Work required: From the records below, copy every line that contains the string "tail", treating uppercase and lowercase letters as different.

Extracted entries:
□ □ □ □ □ □ □

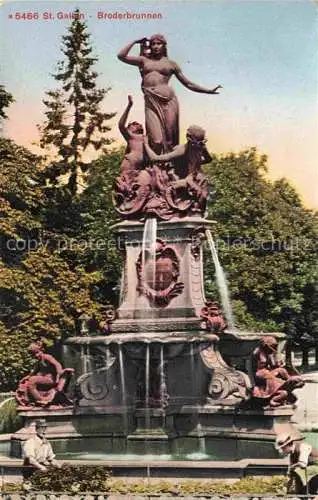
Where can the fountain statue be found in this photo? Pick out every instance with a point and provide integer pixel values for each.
(169, 370)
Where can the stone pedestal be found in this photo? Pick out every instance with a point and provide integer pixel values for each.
(177, 305)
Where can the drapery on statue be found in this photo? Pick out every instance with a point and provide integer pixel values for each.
(161, 103)
(47, 384)
(274, 383)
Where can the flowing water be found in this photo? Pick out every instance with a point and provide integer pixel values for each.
(221, 283)
(123, 387)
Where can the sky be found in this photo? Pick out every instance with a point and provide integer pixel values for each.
(262, 52)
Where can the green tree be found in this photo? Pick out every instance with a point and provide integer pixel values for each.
(75, 123)
(98, 214)
(40, 295)
(266, 240)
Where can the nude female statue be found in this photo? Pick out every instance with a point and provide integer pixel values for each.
(161, 104)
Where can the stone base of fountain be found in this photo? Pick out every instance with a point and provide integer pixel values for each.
(160, 383)
(207, 432)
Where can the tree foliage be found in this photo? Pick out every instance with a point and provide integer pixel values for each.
(99, 215)
(40, 295)
(266, 240)
(75, 122)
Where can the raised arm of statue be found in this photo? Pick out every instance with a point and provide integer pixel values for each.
(134, 60)
(193, 86)
(123, 119)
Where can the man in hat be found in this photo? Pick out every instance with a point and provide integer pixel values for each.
(303, 464)
(37, 451)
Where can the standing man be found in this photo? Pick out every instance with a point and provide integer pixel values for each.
(37, 451)
(303, 464)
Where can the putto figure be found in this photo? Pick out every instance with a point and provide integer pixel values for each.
(134, 183)
(274, 383)
(161, 103)
(47, 384)
(186, 189)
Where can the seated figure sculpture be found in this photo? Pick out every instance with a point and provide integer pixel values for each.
(274, 383)
(47, 384)
(186, 191)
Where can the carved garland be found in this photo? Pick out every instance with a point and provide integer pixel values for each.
(159, 281)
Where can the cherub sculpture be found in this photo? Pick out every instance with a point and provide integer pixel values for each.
(187, 191)
(274, 383)
(47, 384)
(134, 183)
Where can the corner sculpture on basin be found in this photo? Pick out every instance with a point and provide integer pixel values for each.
(168, 371)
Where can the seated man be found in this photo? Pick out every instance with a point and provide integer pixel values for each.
(303, 464)
(37, 451)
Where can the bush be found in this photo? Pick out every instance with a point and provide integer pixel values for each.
(84, 478)
(72, 478)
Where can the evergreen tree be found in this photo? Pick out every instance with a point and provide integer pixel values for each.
(40, 296)
(75, 123)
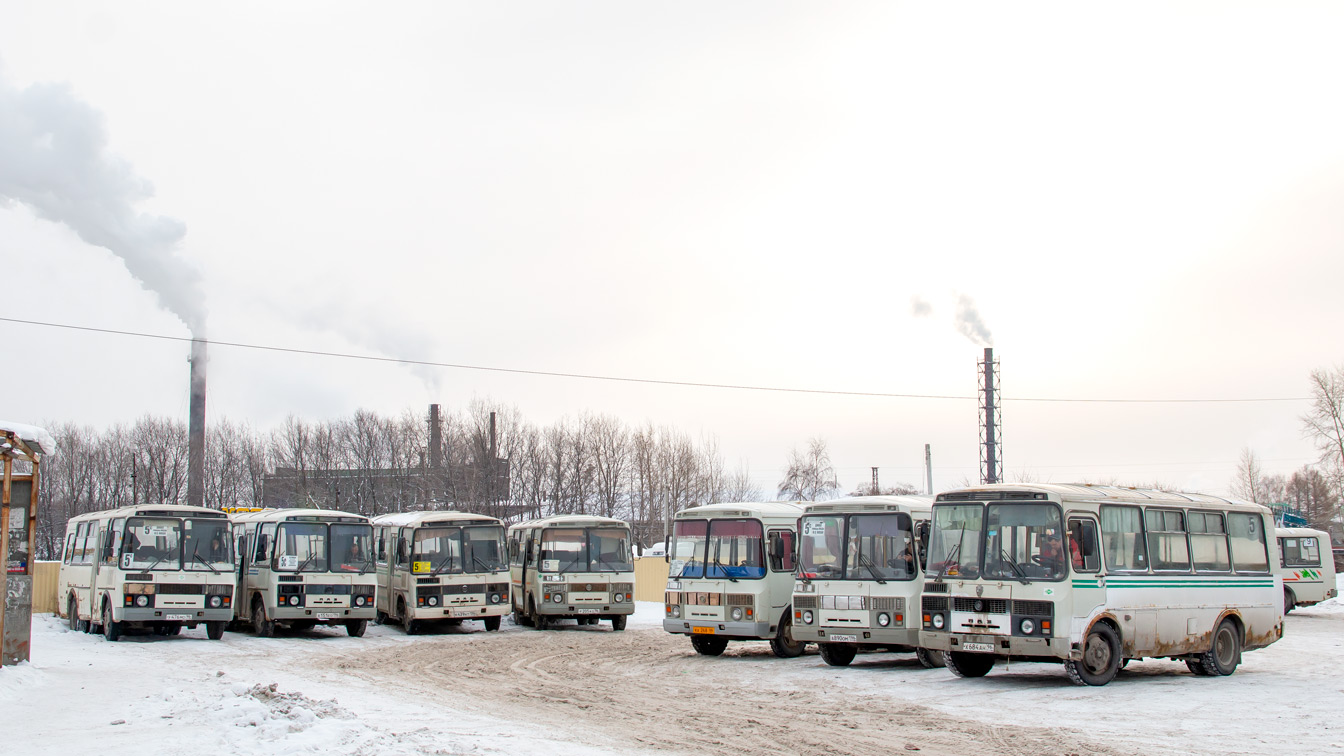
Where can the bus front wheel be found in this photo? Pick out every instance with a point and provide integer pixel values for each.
(837, 654)
(964, 663)
(1226, 651)
(1101, 657)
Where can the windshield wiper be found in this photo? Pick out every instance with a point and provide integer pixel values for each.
(1016, 568)
(867, 562)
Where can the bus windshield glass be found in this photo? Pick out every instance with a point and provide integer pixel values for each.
(352, 548)
(301, 546)
(820, 546)
(484, 548)
(152, 542)
(204, 545)
(954, 545)
(1024, 542)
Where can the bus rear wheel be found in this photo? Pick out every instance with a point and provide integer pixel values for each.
(837, 654)
(929, 659)
(1101, 657)
(1225, 653)
(708, 645)
(964, 663)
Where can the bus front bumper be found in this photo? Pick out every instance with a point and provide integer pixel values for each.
(750, 630)
(1001, 645)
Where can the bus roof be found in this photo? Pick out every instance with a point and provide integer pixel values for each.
(433, 517)
(872, 503)
(1098, 494)
(571, 521)
(745, 509)
(297, 514)
(151, 510)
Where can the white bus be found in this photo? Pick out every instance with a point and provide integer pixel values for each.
(571, 567)
(440, 567)
(1307, 567)
(1140, 573)
(299, 568)
(730, 576)
(157, 568)
(860, 575)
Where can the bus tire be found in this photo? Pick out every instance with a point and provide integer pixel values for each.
(965, 665)
(261, 626)
(1101, 657)
(708, 645)
(782, 643)
(837, 654)
(1225, 653)
(929, 659)
(110, 630)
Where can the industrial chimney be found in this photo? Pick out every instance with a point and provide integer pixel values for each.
(196, 427)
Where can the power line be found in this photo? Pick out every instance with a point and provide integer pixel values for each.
(628, 380)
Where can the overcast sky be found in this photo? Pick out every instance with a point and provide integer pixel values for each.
(1137, 201)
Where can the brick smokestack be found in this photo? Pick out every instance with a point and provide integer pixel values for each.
(196, 427)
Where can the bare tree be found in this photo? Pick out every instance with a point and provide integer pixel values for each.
(809, 475)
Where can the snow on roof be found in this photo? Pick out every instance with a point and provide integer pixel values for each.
(35, 437)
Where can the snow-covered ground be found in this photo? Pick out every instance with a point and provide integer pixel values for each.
(589, 690)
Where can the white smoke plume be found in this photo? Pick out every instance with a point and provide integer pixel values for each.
(54, 159)
(971, 324)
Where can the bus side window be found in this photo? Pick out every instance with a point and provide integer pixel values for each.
(1082, 545)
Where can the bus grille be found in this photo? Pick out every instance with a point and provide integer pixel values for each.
(992, 606)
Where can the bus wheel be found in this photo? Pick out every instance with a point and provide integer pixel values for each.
(782, 643)
(1101, 657)
(929, 659)
(1226, 651)
(708, 645)
(110, 630)
(964, 663)
(261, 626)
(837, 654)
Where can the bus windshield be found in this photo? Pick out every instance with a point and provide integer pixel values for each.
(583, 549)
(954, 545)
(301, 546)
(204, 545)
(152, 542)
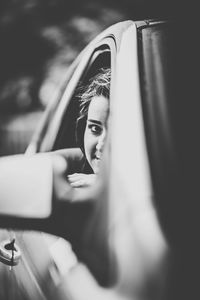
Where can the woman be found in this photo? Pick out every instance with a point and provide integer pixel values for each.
(92, 127)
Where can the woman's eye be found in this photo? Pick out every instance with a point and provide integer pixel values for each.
(95, 129)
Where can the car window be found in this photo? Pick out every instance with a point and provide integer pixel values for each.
(66, 135)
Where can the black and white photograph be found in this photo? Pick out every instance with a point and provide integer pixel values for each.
(99, 150)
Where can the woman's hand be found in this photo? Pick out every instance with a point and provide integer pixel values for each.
(78, 180)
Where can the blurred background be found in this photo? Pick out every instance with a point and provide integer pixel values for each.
(39, 40)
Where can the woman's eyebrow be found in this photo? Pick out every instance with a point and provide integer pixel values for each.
(94, 121)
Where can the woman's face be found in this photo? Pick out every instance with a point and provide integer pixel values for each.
(95, 131)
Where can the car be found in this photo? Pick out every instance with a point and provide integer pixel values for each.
(126, 240)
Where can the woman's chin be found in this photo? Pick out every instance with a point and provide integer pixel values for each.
(96, 165)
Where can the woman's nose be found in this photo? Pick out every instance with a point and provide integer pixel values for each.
(101, 141)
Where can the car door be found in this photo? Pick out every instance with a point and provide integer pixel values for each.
(32, 278)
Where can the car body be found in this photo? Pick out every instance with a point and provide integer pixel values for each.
(129, 233)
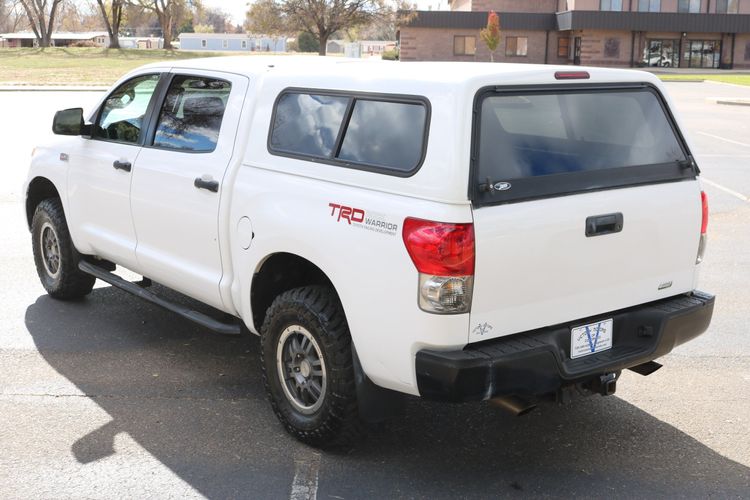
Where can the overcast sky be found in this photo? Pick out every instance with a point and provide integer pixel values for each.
(237, 8)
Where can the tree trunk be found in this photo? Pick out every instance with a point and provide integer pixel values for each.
(112, 31)
(166, 29)
(323, 40)
(114, 41)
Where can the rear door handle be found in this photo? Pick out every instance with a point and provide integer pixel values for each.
(598, 225)
(122, 165)
(201, 183)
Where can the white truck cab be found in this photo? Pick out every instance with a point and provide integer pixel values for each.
(455, 231)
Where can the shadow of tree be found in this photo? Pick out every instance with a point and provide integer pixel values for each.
(195, 401)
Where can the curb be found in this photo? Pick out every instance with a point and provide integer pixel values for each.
(732, 102)
(681, 80)
(51, 88)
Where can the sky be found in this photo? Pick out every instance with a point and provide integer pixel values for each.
(237, 8)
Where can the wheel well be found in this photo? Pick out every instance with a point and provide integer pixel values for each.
(39, 189)
(279, 273)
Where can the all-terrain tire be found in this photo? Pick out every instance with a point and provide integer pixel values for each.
(310, 321)
(55, 256)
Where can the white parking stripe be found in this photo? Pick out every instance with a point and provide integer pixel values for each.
(305, 483)
(725, 139)
(725, 189)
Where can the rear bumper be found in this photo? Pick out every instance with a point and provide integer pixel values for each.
(538, 362)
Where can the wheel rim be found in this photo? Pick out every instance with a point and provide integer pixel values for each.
(50, 246)
(302, 370)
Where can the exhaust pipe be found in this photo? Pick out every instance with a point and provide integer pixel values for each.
(514, 405)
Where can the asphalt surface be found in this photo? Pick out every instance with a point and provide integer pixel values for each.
(111, 397)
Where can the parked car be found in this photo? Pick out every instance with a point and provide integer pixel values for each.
(455, 231)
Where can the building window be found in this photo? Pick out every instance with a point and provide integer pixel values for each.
(649, 5)
(661, 53)
(615, 5)
(516, 46)
(612, 48)
(464, 45)
(690, 6)
(727, 6)
(702, 53)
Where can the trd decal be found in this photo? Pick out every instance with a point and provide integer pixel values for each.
(348, 213)
(357, 217)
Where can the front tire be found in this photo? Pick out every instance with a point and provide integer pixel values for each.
(308, 371)
(55, 256)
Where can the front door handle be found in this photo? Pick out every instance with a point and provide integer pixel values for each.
(122, 165)
(597, 225)
(210, 185)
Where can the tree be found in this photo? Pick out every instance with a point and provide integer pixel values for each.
(112, 20)
(12, 17)
(320, 18)
(491, 34)
(41, 15)
(307, 42)
(167, 12)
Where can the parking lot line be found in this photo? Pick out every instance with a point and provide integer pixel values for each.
(725, 189)
(724, 139)
(305, 483)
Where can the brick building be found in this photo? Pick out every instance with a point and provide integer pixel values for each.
(624, 33)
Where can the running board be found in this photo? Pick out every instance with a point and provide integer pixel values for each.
(189, 314)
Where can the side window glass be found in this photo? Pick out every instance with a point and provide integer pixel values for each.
(308, 124)
(190, 118)
(385, 134)
(121, 115)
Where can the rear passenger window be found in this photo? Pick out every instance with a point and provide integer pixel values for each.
(308, 124)
(370, 133)
(191, 116)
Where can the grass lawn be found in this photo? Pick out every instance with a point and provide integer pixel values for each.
(80, 66)
(729, 78)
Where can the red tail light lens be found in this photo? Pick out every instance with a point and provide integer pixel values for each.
(439, 248)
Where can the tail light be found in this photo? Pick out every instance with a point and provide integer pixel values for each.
(443, 253)
(704, 226)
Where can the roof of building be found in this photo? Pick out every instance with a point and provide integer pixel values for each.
(224, 36)
(577, 20)
(61, 35)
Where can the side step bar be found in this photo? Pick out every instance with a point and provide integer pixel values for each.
(194, 316)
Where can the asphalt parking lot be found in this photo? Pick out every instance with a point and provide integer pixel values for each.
(111, 397)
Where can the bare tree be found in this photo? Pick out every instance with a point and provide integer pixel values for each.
(41, 15)
(166, 11)
(112, 20)
(321, 18)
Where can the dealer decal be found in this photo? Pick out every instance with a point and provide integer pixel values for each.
(358, 217)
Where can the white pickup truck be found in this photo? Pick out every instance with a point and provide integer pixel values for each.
(455, 231)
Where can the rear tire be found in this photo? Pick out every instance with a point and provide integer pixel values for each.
(308, 370)
(55, 256)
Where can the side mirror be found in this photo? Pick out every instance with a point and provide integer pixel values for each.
(68, 122)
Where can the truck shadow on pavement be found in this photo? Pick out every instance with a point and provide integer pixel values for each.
(195, 402)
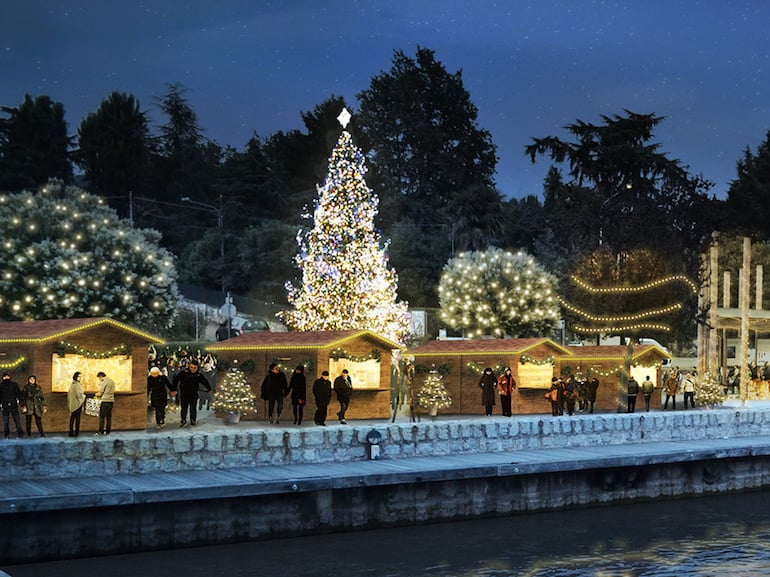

□ □ □ □ □ □ □

Reply to the task:
Where can the red tail light lens be found in this photo? Pick out every instance with a point and provide integer pixel values for each.
Where can the tail light be found in this photo? Pick out every instance with a point and provide integer pixel values for each.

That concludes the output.